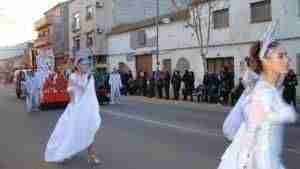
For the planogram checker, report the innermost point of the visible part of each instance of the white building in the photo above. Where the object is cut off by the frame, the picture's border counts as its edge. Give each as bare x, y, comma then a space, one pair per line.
236, 25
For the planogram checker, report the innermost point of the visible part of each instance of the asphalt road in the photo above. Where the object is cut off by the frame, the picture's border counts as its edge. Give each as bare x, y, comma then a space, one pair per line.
138, 134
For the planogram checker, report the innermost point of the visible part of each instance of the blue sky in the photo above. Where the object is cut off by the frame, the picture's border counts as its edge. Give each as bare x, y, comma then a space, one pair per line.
17, 18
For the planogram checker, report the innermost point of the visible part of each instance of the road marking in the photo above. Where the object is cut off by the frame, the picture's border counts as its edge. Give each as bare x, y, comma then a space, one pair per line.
174, 126
202, 132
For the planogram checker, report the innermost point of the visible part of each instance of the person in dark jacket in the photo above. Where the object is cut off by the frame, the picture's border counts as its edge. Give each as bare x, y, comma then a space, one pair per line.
176, 83
290, 83
191, 85
152, 85
185, 79
159, 83
237, 92
206, 86
167, 79
144, 85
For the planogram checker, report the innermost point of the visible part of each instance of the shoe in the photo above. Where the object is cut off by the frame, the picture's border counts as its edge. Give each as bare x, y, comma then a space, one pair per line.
94, 160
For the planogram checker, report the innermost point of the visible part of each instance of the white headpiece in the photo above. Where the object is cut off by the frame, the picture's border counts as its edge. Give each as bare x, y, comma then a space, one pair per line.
268, 38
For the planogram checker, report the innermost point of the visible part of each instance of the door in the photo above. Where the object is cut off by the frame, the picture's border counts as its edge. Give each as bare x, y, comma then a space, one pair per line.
144, 63
167, 65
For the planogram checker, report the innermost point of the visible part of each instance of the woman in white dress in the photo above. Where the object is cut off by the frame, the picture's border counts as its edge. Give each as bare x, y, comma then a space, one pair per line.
76, 129
258, 142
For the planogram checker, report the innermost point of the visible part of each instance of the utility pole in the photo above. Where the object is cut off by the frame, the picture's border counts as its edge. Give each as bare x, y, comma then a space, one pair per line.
157, 33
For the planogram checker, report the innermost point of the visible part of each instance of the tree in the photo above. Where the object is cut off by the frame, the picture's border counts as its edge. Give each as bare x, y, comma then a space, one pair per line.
200, 21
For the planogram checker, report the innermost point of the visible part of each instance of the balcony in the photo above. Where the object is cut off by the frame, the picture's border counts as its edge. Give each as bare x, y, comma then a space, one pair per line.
41, 23
42, 42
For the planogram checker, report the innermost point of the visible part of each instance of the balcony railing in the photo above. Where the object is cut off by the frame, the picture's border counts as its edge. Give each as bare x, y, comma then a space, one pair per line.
42, 41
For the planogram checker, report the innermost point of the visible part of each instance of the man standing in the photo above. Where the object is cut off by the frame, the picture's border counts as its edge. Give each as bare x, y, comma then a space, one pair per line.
176, 82
290, 83
186, 81
159, 83
167, 78
115, 86
36, 90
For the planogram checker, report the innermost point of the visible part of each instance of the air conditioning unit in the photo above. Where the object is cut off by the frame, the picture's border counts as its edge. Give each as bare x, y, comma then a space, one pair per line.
100, 30
99, 4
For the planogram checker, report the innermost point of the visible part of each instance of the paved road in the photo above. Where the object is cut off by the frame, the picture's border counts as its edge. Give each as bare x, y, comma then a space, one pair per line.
138, 134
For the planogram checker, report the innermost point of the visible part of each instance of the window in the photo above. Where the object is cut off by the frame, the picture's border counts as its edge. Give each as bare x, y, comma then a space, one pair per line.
76, 22
221, 18
261, 11
89, 39
215, 65
141, 37
76, 43
89, 12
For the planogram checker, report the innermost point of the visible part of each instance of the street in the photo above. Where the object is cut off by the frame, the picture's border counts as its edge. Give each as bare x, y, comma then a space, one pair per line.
140, 133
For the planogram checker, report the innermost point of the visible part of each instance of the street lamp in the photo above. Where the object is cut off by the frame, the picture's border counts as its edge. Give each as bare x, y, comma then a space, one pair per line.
157, 29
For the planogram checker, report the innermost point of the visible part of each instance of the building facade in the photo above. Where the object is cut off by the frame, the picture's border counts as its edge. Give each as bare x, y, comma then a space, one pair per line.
43, 45
58, 18
89, 21
235, 26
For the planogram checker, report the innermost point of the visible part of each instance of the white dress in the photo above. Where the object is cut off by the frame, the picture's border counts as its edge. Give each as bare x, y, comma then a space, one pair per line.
258, 142
76, 129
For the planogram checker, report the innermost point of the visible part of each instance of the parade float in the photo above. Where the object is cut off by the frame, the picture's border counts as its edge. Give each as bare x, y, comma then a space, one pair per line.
54, 84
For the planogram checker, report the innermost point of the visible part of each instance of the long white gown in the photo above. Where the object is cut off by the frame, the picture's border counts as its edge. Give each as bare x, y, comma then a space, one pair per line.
258, 142
76, 129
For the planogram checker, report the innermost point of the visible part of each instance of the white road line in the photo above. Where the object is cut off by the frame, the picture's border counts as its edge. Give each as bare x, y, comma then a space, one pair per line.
202, 132
187, 129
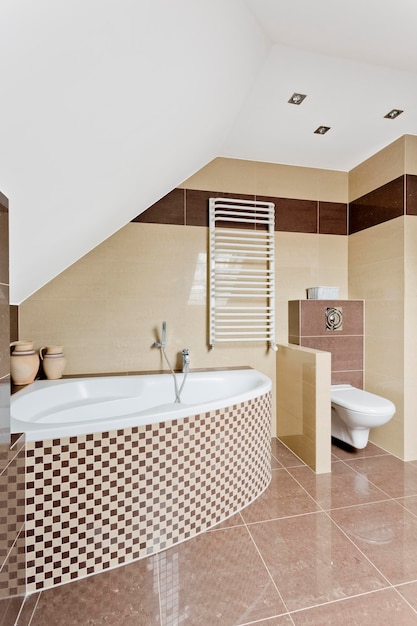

### Task to complete
Print all of the material above verbatim, line for line, leaving out the pictures.

### Answer in full
For the planogram checker, report the innermost point of the visible part of each instance of the white building in the photo above. Where the object is cut off by the frame, the picture's border counts as its edge. Give each as bare x, y, comma then a space, one pair per line.
236, 25
For the planogram checker, report the innermost point of the visible part of each instance of the asphalt road in the photo above. Where the object is cut off by the frame, the picture's border counts as its edge. Give each as bare x, y, comma then a space, one pair per line.
138, 134
For the planogram checker, report the innermost point of the visible part of each instance of the blue sky in the photo above. Where the object is cut off by the frame, the picture's border counts as its edge. Give each as bare x, y, comma then a space, one pair per line.
17, 18
For the planogram checker, report the innermost point of the visible part of each instance of the road marking in the photo above. Where the object is cut off by the frame, the picture's border counts as its edge. Give each as bare x, y, comma then a space, one pair per line.
174, 126
202, 132
For the planogram checker, report the innermost point of the visible part of each instance of the person in dark jacket in the photo above. Where the object is cut off by the frame, the picture's border counts as its edge. Give each as bare x, y, comma then a space, one pair per line.
176, 83
290, 83
191, 85
152, 85
185, 79
159, 83
237, 92
206, 86
167, 79
144, 85
For the planogram checker, report the innermost point of the visible part of each instance of the shoe in the photo above. Where the object is cut off by the frame, the picture's border counts as its edge. Give each as bare x, y, comma then a space, one pair per line.
94, 160
For the planogram checker, report the innermost point of the visible part of each instance of the white headpiece in the photo above. Where the object is cut off by the frame, the picture's border counts as its edge. Give each as bare x, y, comma then a space, one pair per line.
268, 38
For the planogram checker, report the innermost point of the visible part of each instance of the door in the photo above. Where the object is cut off by the frame, the picture's border counts as its edge. Give each as bare x, y, comma then a space, one pair per line.
144, 63
167, 65
For the planogram checker, report the innermost point of the visible part of each instance of the woman in white dress in the photo above. Where the object is cut off by the frame, the picture's border counts as its edge. Give each as bare x, y, comma then a space, one pair per line.
76, 129
258, 142
For the planogram checker, report the innermost point of the visible part of each instance of the utility pole in the photo above. Where the object is cut off by the frame, the picture's border counts as its edge. Give each as bare x, y, comma then a space, one pair per line.
157, 33
For the planogram checker, report the innermost point of the visible part of each instance of the tree in the photo above. Where the object is cut off by the frame, the picture's border counts as its edge. Give each as bare x, y, comma then a space, one pair per line.
200, 21
For the planogram checker, report the innermost point of the visible part of each instance of the balcony in the photo above. Where the object is cut off by the frame, the picture's border counts as its edge. Give each as bare x, y, comma then a space, one pair per line.
41, 23
42, 42
For the planogram checker, report the innermost point of the visible part of each instance of the balcony railing in the photo above. Where the object is cut off by the frame, the picture's border counts as its edge. Give each as bare x, y, comma then a space, one pair per line.
42, 41
For the planogram checker, report the innermost point of the visible part of each instance of the man standing in the photo above. Where the object is cut off by the frame, the picture's border counts as its edge. Give each as bare x, y, comma then a space, one pair per line.
176, 82
290, 83
186, 81
159, 83
167, 78
115, 86
36, 90
For the planogram checker, report the innermost point of the visible part of each instance of the air conditioning unit in the photo above. Where the object is cut off by the frame, the picture's border counts as its edge. Give each as bare x, y, comma then a space, one pair per line.
100, 30
99, 4
For the planogram checker, report the innermost point of the visible part of each instance of the paved road in the photo above. Where the object is cut off by the frame, the picture's border counts as its edge. Give each as bare x, y, comma then a space, one pair per line.
138, 134
For the planogram checker, report the innermost point of the visible part of each instance of the window in the photo above. Where the object is cut off by the frame, the picture's border counts as its edge. Give each as bare x, y, comma then a space, one pair per line.
76, 22
221, 18
261, 11
89, 39
215, 65
141, 37
76, 43
89, 12
For the planogram checker, report the innermost point of the visible part of each instance of the street in the photo above. Where the object is cut off by the frame, the picture's border counts as its edge. Give each as bare x, y, comma then a space, one pair per line.
140, 133
For the planogram checker, report the innermost point of the visible part of each instance of the street lamp in the photo above. Where the object is cut off by the frame, the picture's border counts as its edge. Give each as bare x, y, comma then a space, one pair per line.
157, 29
For the planogram checker, report the innermost point of the visible part of each instance of the building facade in the photo above. Where the object is cut off by the frame, the picture's border counts as its edge. Give each as bare x, y, comma then a space, one pair per line.
43, 45
58, 18
89, 21
235, 26
For the planogram checker, report the innermost point of the visible part of each instance of the white dress in the photo above. Where the object is cut off by the frame, the picture's border counts as its edge. Give each as bare x, y, comma then a space, one pair per line.
258, 142
76, 129
For the planogram checker, report the innermost point of the visible part of each instance of the parade float in the photo above. Where the object is cut off by the frame, the picture's border counts as its edge. Give each as bare x, y, comma then a space, one pair per line.
54, 84
For the planogram checker, report the innermost point of the visible part of each instance of the long white gown in the photo above. Where the object is cut off by the frame, the picture's border counts as its edge. Give each as bare x, y, comma then a space, one pair per line.
258, 142
76, 129
For the planogram checker, report the innermost point of the visible part of each instance of the white road line in the photo above. Where the object is cut off by the frame, the picture's border counts as its edge. Give each as bare x, y, comma then a space, one pair per line.
202, 132
187, 129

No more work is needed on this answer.